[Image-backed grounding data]
= Beginning of Section =

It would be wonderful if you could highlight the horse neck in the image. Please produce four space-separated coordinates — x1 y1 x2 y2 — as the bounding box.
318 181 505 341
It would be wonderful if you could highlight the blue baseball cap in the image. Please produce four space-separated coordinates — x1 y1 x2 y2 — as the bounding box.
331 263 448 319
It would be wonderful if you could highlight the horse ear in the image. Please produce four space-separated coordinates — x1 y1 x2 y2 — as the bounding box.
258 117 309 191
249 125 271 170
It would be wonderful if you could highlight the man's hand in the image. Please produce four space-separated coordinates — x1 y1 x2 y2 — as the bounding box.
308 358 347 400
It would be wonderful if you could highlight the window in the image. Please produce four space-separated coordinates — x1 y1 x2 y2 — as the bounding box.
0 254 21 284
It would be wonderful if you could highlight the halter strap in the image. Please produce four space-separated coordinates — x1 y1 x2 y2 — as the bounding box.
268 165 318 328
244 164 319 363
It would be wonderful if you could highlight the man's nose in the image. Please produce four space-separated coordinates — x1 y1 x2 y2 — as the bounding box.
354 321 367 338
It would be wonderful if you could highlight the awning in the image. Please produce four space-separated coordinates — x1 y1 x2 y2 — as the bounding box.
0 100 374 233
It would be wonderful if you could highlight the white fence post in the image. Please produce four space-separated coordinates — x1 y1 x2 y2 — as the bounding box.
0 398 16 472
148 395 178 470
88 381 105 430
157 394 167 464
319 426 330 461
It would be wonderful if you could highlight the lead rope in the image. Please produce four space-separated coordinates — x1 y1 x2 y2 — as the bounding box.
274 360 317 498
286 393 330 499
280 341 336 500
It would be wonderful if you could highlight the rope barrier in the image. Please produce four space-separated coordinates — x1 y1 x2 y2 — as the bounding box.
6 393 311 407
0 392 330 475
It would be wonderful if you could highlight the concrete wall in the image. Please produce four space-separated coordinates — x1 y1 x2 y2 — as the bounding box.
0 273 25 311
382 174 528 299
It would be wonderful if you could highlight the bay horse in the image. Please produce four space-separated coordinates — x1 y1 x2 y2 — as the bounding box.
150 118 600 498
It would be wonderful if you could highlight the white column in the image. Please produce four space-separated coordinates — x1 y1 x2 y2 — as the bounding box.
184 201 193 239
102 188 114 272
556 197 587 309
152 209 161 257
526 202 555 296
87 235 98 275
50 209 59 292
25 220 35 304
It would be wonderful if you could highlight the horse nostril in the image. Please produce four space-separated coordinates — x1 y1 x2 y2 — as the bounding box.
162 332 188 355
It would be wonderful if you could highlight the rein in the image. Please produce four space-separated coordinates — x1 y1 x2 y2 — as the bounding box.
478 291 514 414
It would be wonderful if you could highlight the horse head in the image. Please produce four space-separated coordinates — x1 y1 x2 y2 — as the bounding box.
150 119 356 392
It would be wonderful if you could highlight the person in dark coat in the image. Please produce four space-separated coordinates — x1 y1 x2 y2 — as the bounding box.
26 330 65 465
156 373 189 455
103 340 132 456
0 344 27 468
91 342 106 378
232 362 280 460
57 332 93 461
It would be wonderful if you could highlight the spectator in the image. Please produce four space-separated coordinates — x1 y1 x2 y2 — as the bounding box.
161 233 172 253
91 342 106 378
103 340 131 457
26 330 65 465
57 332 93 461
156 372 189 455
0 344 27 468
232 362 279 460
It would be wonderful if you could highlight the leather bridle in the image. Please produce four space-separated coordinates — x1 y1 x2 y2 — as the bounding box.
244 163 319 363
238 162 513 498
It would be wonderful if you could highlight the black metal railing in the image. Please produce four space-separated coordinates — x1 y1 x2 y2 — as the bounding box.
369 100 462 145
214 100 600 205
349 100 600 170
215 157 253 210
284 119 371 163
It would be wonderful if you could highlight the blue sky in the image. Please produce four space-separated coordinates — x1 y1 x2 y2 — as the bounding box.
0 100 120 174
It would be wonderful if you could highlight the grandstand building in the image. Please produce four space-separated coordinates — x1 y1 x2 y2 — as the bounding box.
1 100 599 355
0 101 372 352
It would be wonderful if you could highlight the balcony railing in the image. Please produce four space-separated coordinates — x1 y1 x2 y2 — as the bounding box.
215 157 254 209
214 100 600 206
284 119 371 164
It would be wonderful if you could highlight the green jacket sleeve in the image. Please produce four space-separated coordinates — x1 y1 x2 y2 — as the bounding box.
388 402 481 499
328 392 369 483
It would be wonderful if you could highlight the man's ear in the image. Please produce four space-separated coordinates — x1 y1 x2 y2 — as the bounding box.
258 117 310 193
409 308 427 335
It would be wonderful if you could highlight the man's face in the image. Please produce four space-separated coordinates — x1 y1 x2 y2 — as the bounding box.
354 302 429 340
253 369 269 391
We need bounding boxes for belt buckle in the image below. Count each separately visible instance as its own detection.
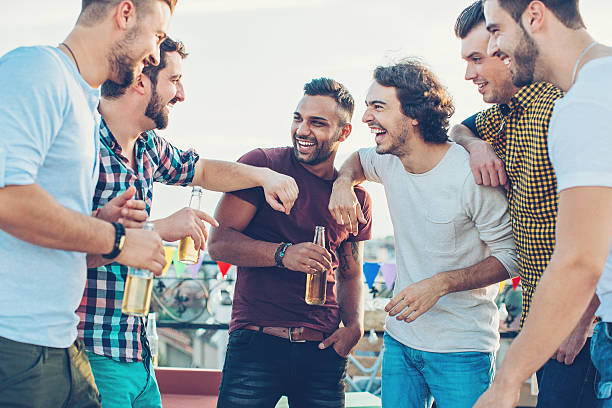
[288,327,306,343]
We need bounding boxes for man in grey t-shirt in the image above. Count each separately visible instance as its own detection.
[329,60,517,408]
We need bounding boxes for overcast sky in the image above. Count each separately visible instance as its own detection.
[2,1,611,239]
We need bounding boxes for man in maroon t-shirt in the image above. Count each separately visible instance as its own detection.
[208,78,372,408]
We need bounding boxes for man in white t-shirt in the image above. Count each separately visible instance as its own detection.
[474,1,612,407]
[329,60,518,408]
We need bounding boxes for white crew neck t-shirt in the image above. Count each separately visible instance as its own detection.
[548,56,612,322]
[359,143,518,353]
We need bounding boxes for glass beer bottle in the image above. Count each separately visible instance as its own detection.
[147,313,159,367]
[305,226,327,305]
[179,186,203,264]
[122,222,155,316]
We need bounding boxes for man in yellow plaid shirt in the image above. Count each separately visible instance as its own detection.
[451,2,599,407]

= End of Section =

Action item: The copy must match every line of the data exactly and contain no pictures.

Reply to the task:
It would be wonderful if you could highlight the horse neck in the image. Please produce four space-separated coordinates — x1 y1 x2 y2 — as the bounding box.
318 181 505 341
It would be wonderful if you could highlight the blue baseball cap in the image. Please produce four space-separated coordinates — x1 y1 x2 y2 — as the bounding box.
331 263 448 319
It would be wonderful if you could highlight the horse ear in the image. Please produce four space-separated coordinates — x1 y1 x2 y2 — as the bounding box.
258 117 309 191
249 125 271 170
It would be wonderful if you could highlight the man's hand in the image. Please produce four space-separated coordinates — x1 y1 x2 y2 — as the bounding box.
308 358 347 400
It would be wonderful if you could highlight the window in the image. Please produce four space-separated coordinates — x1 y1 x2 y2 — as the bounding box.
0 254 21 284
It would be wonderful if you could highlight the halter strap in the image. Please produce four space-separated coordinates — x1 y1 x2 y2 — as the bounding box.
268 165 318 328
244 164 319 363
It would be wonderful if you could highlight the man's nose in the image. Please produce four space-separated coordinates — x1 y1 x2 y2 — as the bounding box.
354 321 367 338
It would be wonderful if you could highlight the awning in the image. Please produce four space-separated coordinates — x1 y1 x2 y2 — as the bounding box.
0 100 374 233
It would be wonderful if you could highlight the white fence post in the image. Please produce four space-separated coordinates — x1 y1 x2 y2 — as the bounding box.
0 398 16 472
148 395 178 470
88 381 105 430
157 394 167 464
319 426 330 461
It would be wonderful if you could highlight the lead rope in the image. Please produce four space-separated coordinates — x1 y1 x2 y2 — as the bounding box.
274 360 317 498
286 393 330 499
280 341 336 500
It would be wonderful if you could highlight the rope barrier in the image. Please produce four space-separated coordinates — x1 y1 x2 y2 — as the bounding box.
6 393 311 407
0 392 330 475
It would be wonderful if you could highlight the concrete wall in the image. Please produce four space-separated coordinates — x1 y1 x2 y2 — as the bounding box.
0 273 25 311
382 174 528 299
It would be wonderful if you could highlight the bay horse in the image. Please produce four space-separated coordinates — x1 y1 x2 y2 — as the bounding box.
150 118 600 498
It would be wonderful if you could highlight the white column in the image. Please produce four space-separated coordinates — x1 y1 x2 y2 — as the bounding box.
184 201 193 239
102 188 114 272
556 197 587 309
152 209 161 257
526 202 555 296
87 235 98 275
50 209 59 292
25 220 35 304
It would be wonderful if you could highlight the horse nostril in the image. Please produce four space-separated coordinates — x1 y1 x2 y2 — as the bounding box.
162 332 188 355
It would be wonderful if you could highlight the rein in the image. Please produce four space-separated coordinates — x1 y1 x2 y2 — as the bounding box.
478 291 514 414
It would be wonderful if you could highlight the horse head in the image. Please produce four space-separated coordinates — x1 y1 x2 y2 — as the bounding box.
150 119 356 392
It would be wonderful if you could highlight the person in dark coat in the image. Please produce four space-separated coordinates — x1 y1 x2 y2 — as the bounding box.
26 330 65 465
156 373 189 455
103 340 132 456
0 344 27 468
91 342 106 378
232 362 280 460
57 332 93 461
It would be wonderful if you could highlight the spectator in the image. Please produce four space-separated coordinates — x1 y1 x2 y2 — as the bounding box.
161 233 172 253
91 342 106 378
103 340 131 457
26 330 65 465
57 332 93 461
156 372 189 455
0 344 27 468
232 362 279 460
It would be wonderful if you could highlight the leather bridle in the image. Please produce four space-separated coordinates — x1 y1 x2 y2 — as the bounding box.
244 163 319 363
238 162 513 498
It would be wonderful if you could highlight the black metal railing in the image. Please produce four space-separated coordinates — x1 y1 x2 y2 — as the bounding box.
369 100 462 145
214 100 600 205
349 100 600 170
215 157 253 210
284 119 371 163
It would be wonderful if you could highlight the blue sky in the image. Please produce four space-separated coordinates — x1 y1 x2 y2 — as the bounding box.
0 100 120 174
It would be wonderful if you could highlight the grandstand building in the image. Please produce four space-separated coordinates — x1 y1 x2 y2 — as the bounding box.
1 100 599 355
0 101 372 352
It would be wonderful if you could highlight the balcony railing in the image. Please produce four space-separated coordinates — x1 y1 x2 y2 — as the bounding box.
215 157 254 209
214 100 600 206
284 119 371 164
It would be wonderful if you could highlight the green jacket sleeve in the image. Please produce four space-separated coordinates — x1 y1 x2 y2 — as the bounding box.
388 402 481 499
328 392 369 483
It would be wonderful if you could highlight the man's ear in the image. Please produce four space-separated coordinates — x1 y1 x2 y2 — as the bounding box.
258 117 310 193
409 308 427 335
It would be wonderful if you could highlight the man's face in the image. Please produce four space-separated coordinates — x1 y1 x2 y2 — as the bounding box.
354 302 429 340
253 369 269 391
We need bounding boxes for belt buckle in the image below. Count each separately visible instance as its own detection.
[288,327,306,343]
We need bounding boxes for man in grey t-shirt in the image above. Count each separately visible instance as its own detection.
[329,60,517,408]
We need bounding boxes for overcast sky in the image above. Count each separately visible instance as its own detection.
[2,1,611,239]
We need bounding boxes for man in maroon t-shirt in the image above. Count each separately visible instance as its own detection.
[208,78,372,408]
We need bounding boxes for man in white t-shirt in the image above. Count each separately visible instance as its own detection.
[474,1,612,407]
[329,60,518,408]
We need bounding boxes for white crew neck t-shirt in the image above. Count each separately visible instance as its own detection.
[548,56,612,322]
[359,143,518,353]
We need bounding boxes for glass beer bottle in the image above. Count each separately visible instance as its own detection.
[147,313,159,367]
[305,226,327,305]
[179,186,203,264]
[122,222,155,316]
We need bounding boxes for man in yellow plaid shirt in the image above. Count each separately visible instance as its own detection.
[451,2,599,407]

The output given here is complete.